§ **WHAT THIS TASK INVOLVES**:
Wherever a picture appears in the listing below, leave it out and reproduce the rest exactly.

§ **EXERCISE MATERIALS**:
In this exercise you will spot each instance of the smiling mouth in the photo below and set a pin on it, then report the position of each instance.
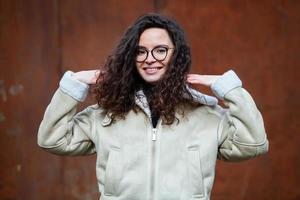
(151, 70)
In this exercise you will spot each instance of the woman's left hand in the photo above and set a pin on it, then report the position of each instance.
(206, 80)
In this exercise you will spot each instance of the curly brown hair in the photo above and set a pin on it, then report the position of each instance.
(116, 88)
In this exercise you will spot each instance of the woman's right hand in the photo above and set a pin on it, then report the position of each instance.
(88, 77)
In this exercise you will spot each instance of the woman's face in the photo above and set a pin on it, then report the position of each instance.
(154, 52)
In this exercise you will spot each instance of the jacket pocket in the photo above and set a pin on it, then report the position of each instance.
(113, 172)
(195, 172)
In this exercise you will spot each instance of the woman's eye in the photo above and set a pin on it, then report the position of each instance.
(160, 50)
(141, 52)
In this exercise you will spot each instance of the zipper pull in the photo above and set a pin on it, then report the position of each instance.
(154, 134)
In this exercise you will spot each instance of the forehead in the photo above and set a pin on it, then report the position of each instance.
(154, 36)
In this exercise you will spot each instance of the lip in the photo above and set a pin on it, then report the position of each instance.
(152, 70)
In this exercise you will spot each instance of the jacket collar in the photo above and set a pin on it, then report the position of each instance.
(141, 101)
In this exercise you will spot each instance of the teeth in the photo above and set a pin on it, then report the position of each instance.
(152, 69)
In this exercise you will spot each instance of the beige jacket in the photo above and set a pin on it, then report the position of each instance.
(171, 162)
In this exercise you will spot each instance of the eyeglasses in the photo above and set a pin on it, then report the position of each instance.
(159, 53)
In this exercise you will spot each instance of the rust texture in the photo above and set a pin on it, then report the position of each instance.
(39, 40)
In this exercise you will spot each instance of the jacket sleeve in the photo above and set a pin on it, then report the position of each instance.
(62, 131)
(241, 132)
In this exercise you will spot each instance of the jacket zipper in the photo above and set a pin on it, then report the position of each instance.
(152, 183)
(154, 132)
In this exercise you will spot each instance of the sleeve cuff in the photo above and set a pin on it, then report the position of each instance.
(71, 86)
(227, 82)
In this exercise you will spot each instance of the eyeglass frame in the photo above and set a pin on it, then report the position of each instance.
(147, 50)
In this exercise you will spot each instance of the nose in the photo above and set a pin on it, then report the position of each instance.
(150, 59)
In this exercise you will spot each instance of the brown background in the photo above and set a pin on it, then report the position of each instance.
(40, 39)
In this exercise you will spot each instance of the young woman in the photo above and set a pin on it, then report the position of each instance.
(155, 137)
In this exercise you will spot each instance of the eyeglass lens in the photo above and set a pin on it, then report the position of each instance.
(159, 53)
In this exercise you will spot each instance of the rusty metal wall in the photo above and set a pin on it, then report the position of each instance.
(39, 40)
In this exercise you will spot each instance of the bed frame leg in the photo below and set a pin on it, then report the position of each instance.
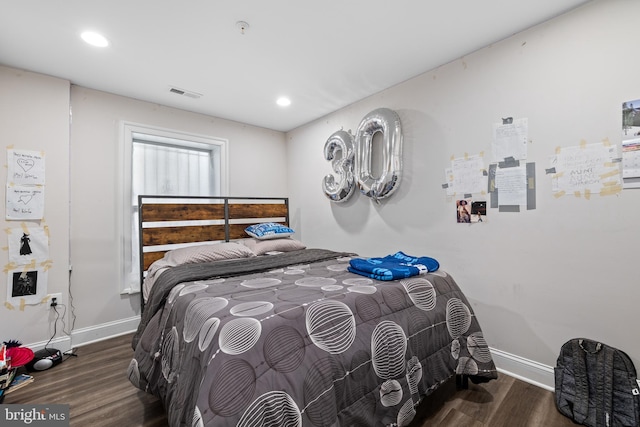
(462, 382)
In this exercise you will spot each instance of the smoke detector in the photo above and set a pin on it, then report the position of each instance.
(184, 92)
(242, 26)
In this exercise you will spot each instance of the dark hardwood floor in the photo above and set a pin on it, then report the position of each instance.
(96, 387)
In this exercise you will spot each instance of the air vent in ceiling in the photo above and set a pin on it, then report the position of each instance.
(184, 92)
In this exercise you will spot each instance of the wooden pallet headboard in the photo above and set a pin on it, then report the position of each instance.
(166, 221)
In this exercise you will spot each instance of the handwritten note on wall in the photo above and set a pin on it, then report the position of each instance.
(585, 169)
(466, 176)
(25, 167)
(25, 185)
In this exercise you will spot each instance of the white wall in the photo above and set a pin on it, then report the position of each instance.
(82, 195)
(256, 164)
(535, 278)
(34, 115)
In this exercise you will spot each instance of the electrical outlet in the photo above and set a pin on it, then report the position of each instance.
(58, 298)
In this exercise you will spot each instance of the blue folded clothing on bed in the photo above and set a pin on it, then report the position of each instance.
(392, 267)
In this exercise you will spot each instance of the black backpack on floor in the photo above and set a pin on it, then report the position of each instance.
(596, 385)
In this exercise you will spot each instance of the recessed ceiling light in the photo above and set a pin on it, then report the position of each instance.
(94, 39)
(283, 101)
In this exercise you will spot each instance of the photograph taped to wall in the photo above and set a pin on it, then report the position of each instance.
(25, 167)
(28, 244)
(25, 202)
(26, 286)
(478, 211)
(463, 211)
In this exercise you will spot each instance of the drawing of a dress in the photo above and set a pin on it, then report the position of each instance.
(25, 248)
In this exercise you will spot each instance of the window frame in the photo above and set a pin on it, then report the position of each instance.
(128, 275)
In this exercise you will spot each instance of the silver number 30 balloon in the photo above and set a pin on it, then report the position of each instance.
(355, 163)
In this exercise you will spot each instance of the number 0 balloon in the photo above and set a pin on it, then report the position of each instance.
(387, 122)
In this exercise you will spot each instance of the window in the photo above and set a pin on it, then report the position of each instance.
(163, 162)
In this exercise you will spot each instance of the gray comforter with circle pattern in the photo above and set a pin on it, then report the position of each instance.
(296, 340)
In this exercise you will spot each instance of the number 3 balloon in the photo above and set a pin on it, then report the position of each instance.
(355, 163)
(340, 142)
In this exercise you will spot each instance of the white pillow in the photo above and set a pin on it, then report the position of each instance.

§ **EXERCISE OUTPUT**:
In this exercise you will spot each instance of the smiling mouth in the photo below and set a pin on it, then report the position of each instance.
(151, 70)
In this exercise you will spot each instance of the woman's left hand in the photo above and set a pin on it, then report the position of each instance.
(206, 80)
In this exercise you will spot each instance of the curly brown hair in the photo above and set a pin on it, then report the position of each instance.
(116, 88)
In this exercise you will spot each instance of the woman's right hand in the photo above and set a pin on it, then report the position of each instance.
(88, 77)
In this exercise you will spot each instance of the woman's face in the photo above and set a pin on it, then report the position of each instance.
(154, 52)
In this exercise you will spot each instance of the jacket pocket in the photo above and set a pin on it, then report the position of each instance.
(113, 172)
(195, 172)
In this exercise you will spot each instance of the woman's eye in the photo above and set a pin on it, then report the position of each instance.
(160, 50)
(141, 52)
In this exercise you will spot each instance of the zipper pull in the photo above and set a pin on it, then report the position of each instance.
(154, 134)
In this exercise you will spot each instance of the forehead in the photo above and set a pin on it, then report the position of each instance.
(154, 36)
In this exercise you will spot each instance of the lip in the photo above and set a pin on it, then report the position of each instance.
(152, 70)
In this exercise you will spot each instance of the jacket collar in the photo above and set a pin on it, then report the position of each instance.
(141, 101)
In this exercise you will spot each instance of the teeth in the photo above and set a pin on it, then report the position of each instance.
(152, 69)
In this exercise you will spot each instance of the beige jacket in the photo above and set a pin on it, then report the position of each instance.
(171, 162)
In this exercise you will spot each instance of the eyeglasses in the photo above and set a pin on it, then report the position of each instance.
(159, 53)
In this exercise you will spot each instance of the rust texture in the photo above and set a pin on it, then report the position of each instance.
(39, 40)
In this exercise you will spot each instance of the jacket sleeve in the photo above and set a pin on it, then report the position of each instance.
(62, 131)
(241, 132)
In this exercise you will spot each instance of the jacket zipper in the photo above and set a pin on it, then report the position of each instance.
(152, 183)
(154, 132)
In this exercise you will spot each instance of the sleeve cuff in the photo above and set a pin on it, then report the position of each instance.
(71, 86)
(227, 82)
In this exercise you will spot each instance of the eyeglass frame in the photo above and set a pin on it, then report the position of each instance.
(147, 50)
In this exercise you will spot each instance of the nose in the photo above and set a pin on it, then report the position of each instance.
(150, 59)
In this exercise you will spot each instance of the brown background in the photo above and set a pin on it, then report the position of each instance.
(40, 39)
In this exercise you will spot each instance of the young woman in the photo above and set a pin on it, then report the position of each instance.
(155, 137)
In this exercise you will spot each instance of the eyeglass lens in the photo above and set a pin on it, then report the position of each instance.
(159, 53)
In this exercise you will spot each instance of the rusty metal wall in the photo above and set a pin on it, then report the position of each instance.
(39, 40)
In this exercise you will spot each instance of the bed frame leg in the photo below and set a pin on it, then report the position of each instance.
(462, 382)
In this exercise you will spot each instance of the smoke detector in the photo above and set a pin on it, then report the position of each instance.
(184, 92)
(242, 26)
In this exercise you will spot each instance of the dark hardwood floor in the photo above and set a pin on it, then report the position of each instance.
(96, 387)
In this exercise you will spot each instance of the air vent in ceiling in the photo above and set a pin on it, then report the position of each instance.
(184, 92)
In this exercise you will spot each instance of the wooden pallet headboard in the photo above and set a pin on it, then report the position of each instance.
(166, 221)
In this exercise you will spot each instance of the handwritten note on wall in the photo above and set a pin on it, then report the position of each instance.
(585, 169)
(466, 176)
(25, 167)
(25, 185)
In this exercise you will spot each instance of the white wall in the photo above and set a pin on it, then report the position of each instance.
(82, 195)
(256, 164)
(535, 278)
(34, 115)
In this exercise you will spot each instance of the electrical outlet in the photo above and set a pin on it, then report the position of each instance.
(58, 298)
In this exercise you will spot each instance of the blue folded clothing on bed in the photo above and set a pin on it, then report the position of each instance.
(392, 267)
In this exercise you will spot each instance of the black backpack on floor in the photo above and set a pin on it, then report the position of each instance.
(596, 385)
In this exercise you will spot each instance of the recessed ceiling light in the photo above and set a pin on it, then report the position of each instance.
(94, 39)
(283, 101)
In this exercise you will spot each instance of the photograph taped to wall in the photo above and set a pin on it, then report the position of each instance.
(25, 167)
(28, 244)
(25, 202)
(26, 286)
(478, 211)
(463, 211)
In this exercise you will spot each instance of the drawing of a dress in the photo above and set a pin on it, then report the position of each instance.
(25, 248)
In this exercise you will spot each instance of the window frame in the photo above and set a pin on it, then report the position of each instance.
(128, 275)
In this exercise you will spot each instance of the silver number 30 balloon in the photo above and set a pin on it, then report the position of each instance.
(355, 163)
In this exercise you will spot each instance of the number 0 balloon in the photo above and set a pin on it, then report the position of each instance.
(387, 122)
In this exercise you will spot each instance of the window in the photo above and set a pin on it, then report the position of each instance.
(163, 162)
In this exercise you will spot each instance of the gray comforter with circle pattern in the photo above and set a pin on it, then report the position of each instance.
(296, 340)
In this exercise you will spot each instance of the number 3 balloon in the photo above and set a pin on it, then report the position of each instance.
(355, 163)
(340, 142)
In this exercise you will spot each instance of the white pillow in the photo above and set a pin on it, then report the position of each instance.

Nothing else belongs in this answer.